__BRIEF__. Please copy the lines below word for word, keeping every character, space, and line break unchanged.

__SOURCE DATA__.

>> Start

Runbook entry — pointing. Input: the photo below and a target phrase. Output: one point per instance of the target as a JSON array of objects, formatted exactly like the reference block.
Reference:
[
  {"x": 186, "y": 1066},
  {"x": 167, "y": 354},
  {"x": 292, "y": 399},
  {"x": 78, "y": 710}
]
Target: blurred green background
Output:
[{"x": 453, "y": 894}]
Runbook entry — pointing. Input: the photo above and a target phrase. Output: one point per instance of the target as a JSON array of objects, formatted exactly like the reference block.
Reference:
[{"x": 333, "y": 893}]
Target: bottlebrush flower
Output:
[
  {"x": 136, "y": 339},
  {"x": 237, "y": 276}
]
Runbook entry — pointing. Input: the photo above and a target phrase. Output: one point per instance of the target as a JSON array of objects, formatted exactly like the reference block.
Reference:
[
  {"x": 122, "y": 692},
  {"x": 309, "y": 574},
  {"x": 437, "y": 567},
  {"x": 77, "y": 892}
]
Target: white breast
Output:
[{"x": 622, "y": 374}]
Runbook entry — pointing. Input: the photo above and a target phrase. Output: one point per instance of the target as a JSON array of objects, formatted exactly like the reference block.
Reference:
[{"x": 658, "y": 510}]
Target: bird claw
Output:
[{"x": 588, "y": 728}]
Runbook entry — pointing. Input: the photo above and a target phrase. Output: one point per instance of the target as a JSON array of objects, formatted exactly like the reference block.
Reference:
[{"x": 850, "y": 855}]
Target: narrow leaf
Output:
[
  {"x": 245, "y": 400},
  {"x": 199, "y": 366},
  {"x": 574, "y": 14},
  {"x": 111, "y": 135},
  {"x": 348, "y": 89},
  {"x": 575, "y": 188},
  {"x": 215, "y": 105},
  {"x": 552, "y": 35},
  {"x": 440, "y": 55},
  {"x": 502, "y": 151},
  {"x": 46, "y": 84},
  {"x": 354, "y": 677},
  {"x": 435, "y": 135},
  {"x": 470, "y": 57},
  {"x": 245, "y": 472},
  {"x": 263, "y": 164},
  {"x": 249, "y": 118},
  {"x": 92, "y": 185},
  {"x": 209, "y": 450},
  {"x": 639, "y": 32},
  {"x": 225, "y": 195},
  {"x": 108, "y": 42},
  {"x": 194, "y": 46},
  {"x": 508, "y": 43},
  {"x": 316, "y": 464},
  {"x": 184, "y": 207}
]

>> End

__SOLUTION__.
Runbook entry — pointing. Input: the photo below and a target phrase. Output: one point per instance of the target as a JSON array of objects, formatted exactly like the reference block.
Reference:
[
  {"x": 186, "y": 1066},
  {"x": 167, "y": 354},
  {"x": 292, "y": 399},
  {"x": 78, "y": 710}
]
Target: blurred green background
Output:
[{"x": 453, "y": 894}]
Runbook entry — pointing. Input: the photo above and a target phrase. Output: one point per instance of the target as a JSON array of objects, formatted exactly like the reference block.
Reference:
[{"x": 333, "y": 893}]
Target: bottlebrush flower
Output:
[
  {"x": 136, "y": 339},
  {"x": 237, "y": 276}
]
Runbook entry — pointing. Input: the photo above and a target phrase. Output: one point per instance of the target as a JSON array of objects, formatted exactly like the reference block.
Reference:
[
  {"x": 122, "y": 692},
  {"x": 309, "y": 574},
  {"x": 437, "y": 567},
  {"x": 77, "y": 892}
]
Target: white breast
Output:
[{"x": 622, "y": 374}]
Runbook entry — pointing. Input: the photo above and a target phrase. Output: one point per instance of the target as a JSON array of objects, formatted exactly like the reference block.
Reference:
[{"x": 658, "y": 510}]
Target: bird claw
Output:
[{"x": 588, "y": 728}]
Runbook entry — pointing. Input: the photo above and a target phrase. Output: one point per instance of the target as a JSON array of objects, formatted exactly like the reference block.
Reference:
[{"x": 850, "y": 855}]
Target: narrow leaf
Output:
[
  {"x": 245, "y": 400},
  {"x": 199, "y": 366},
  {"x": 574, "y": 14},
  {"x": 111, "y": 135},
  {"x": 348, "y": 89},
  {"x": 575, "y": 188},
  {"x": 215, "y": 105},
  {"x": 552, "y": 35},
  {"x": 440, "y": 55},
  {"x": 502, "y": 151},
  {"x": 46, "y": 84},
  {"x": 354, "y": 677},
  {"x": 435, "y": 135},
  {"x": 470, "y": 57},
  {"x": 245, "y": 472},
  {"x": 263, "y": 164},
  {"x": 249, "y": 118},
  {"x": 92, "y": 185},
  {"x": 209, "y": 450},
  {"x": 639, "y": 32},
  {"x": 225, "y": 195},
  {"x": 108, "y": 42},
  {"x": 194, "y": 46},
  {"x": 508, "y": 43},
  {"x": 316, "y": 464},
  {"x": 184, "y": 207}
]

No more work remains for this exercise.